Apparently, she has not yet conceived of her device to satisfy
Bertram’s conditions.
Act 3, Scenes 3-4 (950-51, Bertram’s at the wars, Helen’s gone, the countess hopes for a reconciliation)
In
the third scene, we learn that Bertram pays homage to drums of war,
not thoughts of love: “Great Mars, I put myself into thy file” (950,
3.3.9), and in the fourth, Reynaldo informs the countess that Helen has
supposedly decided to go on a pilgrimage to the shrine of St. James in
Compostela, Spain. The countess still hopes for a reconciliation in
the aftermath of this news, and finds that she can’t choose between
them: “Which of them both / Is dearest to me I have no skill in sense /
To make distinction” (951, 3.4.38-40).
Act 3, Scene 5 (951-53, Widow Capilet and Diana watch soldiers pass, Helen invites them to dinner)
The
action now moves to Florence, where Widow Capilet and her daughter
Diana (along with Mariana) are watching the soldiers file by below
(951-52). Helen (who has apparently changed her plans from that visit
to the shrine in Spain) finds out in talking to them that Paroles has
been badmouthing her, and she is hardly surprised to hear it (952,
3.5.55-59). Helen invites the two women to supper (953, 3.5.95-96).
Act 3, Scene 6 (953-55, Lords Dumaine prevail upon Bertram to try Paroles’ mettle)

- Short problem A: Copy the part of the scene summary starting with "Apparently, she has" and going on through "for a reconciliation)", renaming "countess" to "duchess" wherever it appears.
The listing has no connection to the scene summary.

- Data to process:

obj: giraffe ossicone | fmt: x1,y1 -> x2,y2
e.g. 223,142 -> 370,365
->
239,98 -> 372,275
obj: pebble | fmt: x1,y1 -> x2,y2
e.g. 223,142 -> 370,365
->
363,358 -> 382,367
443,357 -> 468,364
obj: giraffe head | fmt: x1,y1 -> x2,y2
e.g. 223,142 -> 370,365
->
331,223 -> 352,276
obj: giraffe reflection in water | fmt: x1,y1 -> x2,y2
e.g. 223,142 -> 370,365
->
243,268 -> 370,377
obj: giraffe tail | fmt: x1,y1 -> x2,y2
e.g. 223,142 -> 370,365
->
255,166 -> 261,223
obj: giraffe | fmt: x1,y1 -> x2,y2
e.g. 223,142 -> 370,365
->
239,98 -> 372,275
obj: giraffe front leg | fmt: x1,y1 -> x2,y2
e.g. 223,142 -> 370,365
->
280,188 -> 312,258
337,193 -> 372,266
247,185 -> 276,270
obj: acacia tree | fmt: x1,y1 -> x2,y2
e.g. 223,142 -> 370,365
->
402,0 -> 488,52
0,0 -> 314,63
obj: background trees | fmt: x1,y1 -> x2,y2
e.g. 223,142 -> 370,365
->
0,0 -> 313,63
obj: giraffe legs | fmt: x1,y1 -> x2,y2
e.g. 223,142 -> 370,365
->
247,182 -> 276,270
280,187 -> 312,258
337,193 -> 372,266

- Short problem B: Lay out the lines of the listing, starting with the line with "obj: giraffe reflection" and going on through the end of the listing, as a JSON list of strings with one string per line and blank lines left out.

- Correct output A:
Apparently, she has not yet conceived of her device to satisfy
Bertram’s conditions.
Act 3, Scenes 3-4 (950-51, Bertram’s at the wars, Helen’s gone, the duchess hopes for a reconciliation)

- Correct output B:
[
  "obj: giraffe reflection in water | fmt: x1,y1 -> x2,y2",
  "e.g. 223,142 -> 370,365",
  "->",
  "243,268 -> 370,377",
  "obj: giraffe tail | fmt: x1,y1 -> x2,y2",
  "e.g. 223,142 -> 370,365",
  "->",
  "255,166 -> 261,223",
  "obj: giraffe | fmt: x1,y1 -> x2,y2",
  "e.g. 223,142 -> 370,365",
  "->",
  "239,98 -> 372,275",
  "obj: giraffe front leg | fmt: x1,y1 -> x2,y2",
  "e.g. 223,142 -> 370,365",
  "->",
  "280,188 -> 312,258",
  "337,193 -> 372,266",
  "247,185 -> 276,270",
  "obj: acacia tree | fmt: x1,y1 -> x2,y2",
  "e.g. 223,142 -> 370,365",
  "->",
  "402,0 -> 488,52",
  "0,0 -> 314,63",
  "obj: background trees | fmt: x1,y1 -> x2,y2",
  "e.g. 223,142 -> 370,365",
  "->",
  "0,0 -> 313,63",
  "obj: giraffe legs | fmt: x1,y1 -> x2,y2",
  "e.g. 223,142 -> 370,365",
  "->",
  "247,182 -> 276,270",
  "280,187 -> 312,258",
  "337,193 -> 372,266"
]